— start Exercise materials —

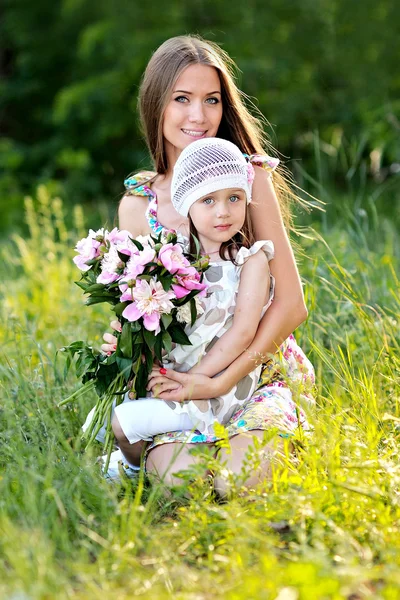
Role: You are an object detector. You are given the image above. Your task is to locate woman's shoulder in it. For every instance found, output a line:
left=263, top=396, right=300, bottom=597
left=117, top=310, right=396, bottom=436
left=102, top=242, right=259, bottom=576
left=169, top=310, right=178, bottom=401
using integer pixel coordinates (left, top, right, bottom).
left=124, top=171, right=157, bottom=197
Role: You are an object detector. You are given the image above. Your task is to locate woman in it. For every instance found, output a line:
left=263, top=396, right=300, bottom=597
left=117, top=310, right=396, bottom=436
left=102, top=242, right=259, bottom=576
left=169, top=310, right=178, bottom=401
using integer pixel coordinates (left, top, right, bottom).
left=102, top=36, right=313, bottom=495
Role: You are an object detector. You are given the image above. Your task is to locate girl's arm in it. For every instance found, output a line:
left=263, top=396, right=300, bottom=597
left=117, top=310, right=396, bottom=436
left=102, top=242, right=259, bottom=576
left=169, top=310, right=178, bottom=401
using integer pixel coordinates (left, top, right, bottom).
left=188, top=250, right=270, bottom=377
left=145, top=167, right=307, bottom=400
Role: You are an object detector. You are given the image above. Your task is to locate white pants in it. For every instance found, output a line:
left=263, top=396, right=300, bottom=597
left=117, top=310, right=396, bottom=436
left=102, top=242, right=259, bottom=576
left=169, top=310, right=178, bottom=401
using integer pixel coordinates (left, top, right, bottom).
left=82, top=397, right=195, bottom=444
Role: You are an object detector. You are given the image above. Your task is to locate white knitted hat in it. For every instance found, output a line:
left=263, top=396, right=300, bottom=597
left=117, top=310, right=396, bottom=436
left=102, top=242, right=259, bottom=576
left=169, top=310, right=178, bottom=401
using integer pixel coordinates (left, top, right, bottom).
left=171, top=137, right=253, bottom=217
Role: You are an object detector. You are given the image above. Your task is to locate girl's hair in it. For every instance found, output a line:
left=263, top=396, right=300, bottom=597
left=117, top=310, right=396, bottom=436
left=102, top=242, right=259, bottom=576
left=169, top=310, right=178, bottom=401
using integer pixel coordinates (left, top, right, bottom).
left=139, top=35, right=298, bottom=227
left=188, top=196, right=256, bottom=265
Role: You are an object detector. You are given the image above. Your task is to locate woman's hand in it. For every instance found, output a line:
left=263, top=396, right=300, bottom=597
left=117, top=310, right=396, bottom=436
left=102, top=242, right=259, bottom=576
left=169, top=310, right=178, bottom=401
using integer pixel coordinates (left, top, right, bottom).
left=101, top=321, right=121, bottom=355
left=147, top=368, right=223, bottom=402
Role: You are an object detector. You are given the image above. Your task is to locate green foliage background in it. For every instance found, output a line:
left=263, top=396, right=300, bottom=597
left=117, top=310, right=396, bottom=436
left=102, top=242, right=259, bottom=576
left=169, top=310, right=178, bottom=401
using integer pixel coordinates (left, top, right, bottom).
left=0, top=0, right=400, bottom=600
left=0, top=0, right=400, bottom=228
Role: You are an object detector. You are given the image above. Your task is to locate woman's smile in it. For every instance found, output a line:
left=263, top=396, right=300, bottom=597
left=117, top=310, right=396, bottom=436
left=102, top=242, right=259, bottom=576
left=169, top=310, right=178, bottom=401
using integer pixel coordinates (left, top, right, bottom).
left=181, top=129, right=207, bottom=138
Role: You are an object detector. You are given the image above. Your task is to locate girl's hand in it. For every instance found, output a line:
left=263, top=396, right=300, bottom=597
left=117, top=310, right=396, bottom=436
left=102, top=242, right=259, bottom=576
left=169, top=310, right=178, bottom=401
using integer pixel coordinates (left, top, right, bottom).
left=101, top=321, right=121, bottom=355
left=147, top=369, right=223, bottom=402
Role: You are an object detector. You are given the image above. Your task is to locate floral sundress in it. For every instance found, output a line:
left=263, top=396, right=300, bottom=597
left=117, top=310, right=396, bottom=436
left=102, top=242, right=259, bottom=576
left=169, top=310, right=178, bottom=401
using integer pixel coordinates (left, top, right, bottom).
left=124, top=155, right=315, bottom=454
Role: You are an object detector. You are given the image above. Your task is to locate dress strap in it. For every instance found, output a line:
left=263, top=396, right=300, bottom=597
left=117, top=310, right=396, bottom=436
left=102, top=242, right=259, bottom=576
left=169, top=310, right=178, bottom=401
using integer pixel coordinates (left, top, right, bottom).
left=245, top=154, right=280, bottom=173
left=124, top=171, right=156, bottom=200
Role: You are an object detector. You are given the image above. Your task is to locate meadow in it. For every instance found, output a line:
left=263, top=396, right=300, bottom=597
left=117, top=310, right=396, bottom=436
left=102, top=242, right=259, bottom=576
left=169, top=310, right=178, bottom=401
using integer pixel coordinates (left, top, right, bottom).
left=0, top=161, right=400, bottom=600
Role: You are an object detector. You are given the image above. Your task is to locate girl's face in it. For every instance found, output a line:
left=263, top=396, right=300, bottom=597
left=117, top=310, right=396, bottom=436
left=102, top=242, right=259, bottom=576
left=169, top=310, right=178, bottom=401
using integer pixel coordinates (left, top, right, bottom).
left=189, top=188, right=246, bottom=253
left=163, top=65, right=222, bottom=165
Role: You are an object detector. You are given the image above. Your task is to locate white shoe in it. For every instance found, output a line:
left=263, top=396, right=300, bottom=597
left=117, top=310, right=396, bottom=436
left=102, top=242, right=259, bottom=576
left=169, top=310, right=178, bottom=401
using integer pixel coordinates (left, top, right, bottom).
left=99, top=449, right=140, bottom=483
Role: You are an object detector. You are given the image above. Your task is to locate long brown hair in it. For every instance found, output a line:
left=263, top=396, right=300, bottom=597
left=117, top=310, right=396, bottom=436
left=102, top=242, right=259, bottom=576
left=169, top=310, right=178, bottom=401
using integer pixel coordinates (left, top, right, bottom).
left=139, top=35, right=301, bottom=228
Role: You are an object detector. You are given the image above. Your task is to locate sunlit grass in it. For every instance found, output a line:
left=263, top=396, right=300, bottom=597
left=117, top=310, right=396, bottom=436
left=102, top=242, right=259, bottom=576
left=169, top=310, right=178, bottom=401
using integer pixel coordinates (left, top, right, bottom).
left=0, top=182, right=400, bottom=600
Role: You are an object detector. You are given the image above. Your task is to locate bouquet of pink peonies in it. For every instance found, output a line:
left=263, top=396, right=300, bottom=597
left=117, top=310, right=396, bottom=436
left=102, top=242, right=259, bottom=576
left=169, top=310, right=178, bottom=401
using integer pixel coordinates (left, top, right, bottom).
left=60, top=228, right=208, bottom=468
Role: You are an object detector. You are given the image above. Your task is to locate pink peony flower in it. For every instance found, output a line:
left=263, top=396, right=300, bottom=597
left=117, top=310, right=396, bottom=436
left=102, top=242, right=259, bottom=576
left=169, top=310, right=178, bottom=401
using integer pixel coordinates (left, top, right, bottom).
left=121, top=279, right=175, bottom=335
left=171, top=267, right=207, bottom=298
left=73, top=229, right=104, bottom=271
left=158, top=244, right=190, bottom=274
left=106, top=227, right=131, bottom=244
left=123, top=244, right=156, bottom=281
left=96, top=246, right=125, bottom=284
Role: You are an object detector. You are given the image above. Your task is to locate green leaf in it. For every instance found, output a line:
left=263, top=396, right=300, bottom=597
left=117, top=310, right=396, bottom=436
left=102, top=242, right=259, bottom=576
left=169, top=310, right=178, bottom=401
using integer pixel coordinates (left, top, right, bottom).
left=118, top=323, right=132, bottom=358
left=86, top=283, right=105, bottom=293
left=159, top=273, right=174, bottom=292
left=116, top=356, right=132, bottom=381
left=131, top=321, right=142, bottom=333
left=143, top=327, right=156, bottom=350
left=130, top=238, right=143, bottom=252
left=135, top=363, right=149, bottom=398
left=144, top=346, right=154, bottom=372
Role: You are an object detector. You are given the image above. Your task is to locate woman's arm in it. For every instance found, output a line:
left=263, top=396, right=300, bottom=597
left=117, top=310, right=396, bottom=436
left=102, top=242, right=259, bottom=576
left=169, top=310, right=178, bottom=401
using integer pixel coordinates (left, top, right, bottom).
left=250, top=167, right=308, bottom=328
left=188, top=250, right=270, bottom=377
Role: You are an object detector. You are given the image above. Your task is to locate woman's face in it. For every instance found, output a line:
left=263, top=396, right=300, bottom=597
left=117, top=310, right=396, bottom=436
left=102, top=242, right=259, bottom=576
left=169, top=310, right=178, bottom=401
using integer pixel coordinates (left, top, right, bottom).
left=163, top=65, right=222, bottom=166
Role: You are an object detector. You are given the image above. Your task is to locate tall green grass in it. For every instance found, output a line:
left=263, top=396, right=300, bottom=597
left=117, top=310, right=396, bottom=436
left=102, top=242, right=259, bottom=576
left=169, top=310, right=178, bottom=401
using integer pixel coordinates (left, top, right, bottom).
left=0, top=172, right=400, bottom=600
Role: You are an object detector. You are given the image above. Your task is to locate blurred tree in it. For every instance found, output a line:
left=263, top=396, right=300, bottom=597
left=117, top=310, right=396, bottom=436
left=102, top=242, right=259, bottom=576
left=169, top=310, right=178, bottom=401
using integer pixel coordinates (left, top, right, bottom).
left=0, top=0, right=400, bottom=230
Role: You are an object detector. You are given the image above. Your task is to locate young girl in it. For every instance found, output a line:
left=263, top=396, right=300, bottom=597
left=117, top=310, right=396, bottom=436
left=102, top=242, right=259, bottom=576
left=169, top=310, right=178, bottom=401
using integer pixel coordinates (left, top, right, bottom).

— end Exercise materials —

*Task to complete*. Turn everything from the start of the rows down to the line containing "left=124, top=171, right=157, bottom=197" into a two-column CSV with the headers input and output. Each input text and its output goes on one CSV line, each in a quoted field with line breaks replaced by spaces, and the pictures are left out.

*Response to this task*.
input,output
"Role: You are an object detector. You are given the image above. Your task is to locate woman's shoulder in it. For every instance found, output a line: left=263, top=396, right=300, bottom=597 left=117, top=310, right=396, bottom=436 left=102, top=242, right=259, bottom=576 left=169, top=310, right=178, bottom=401 using integer pixel coordinates (left, top, right, bottom).","left=124, top=171, right=157, bottom=197"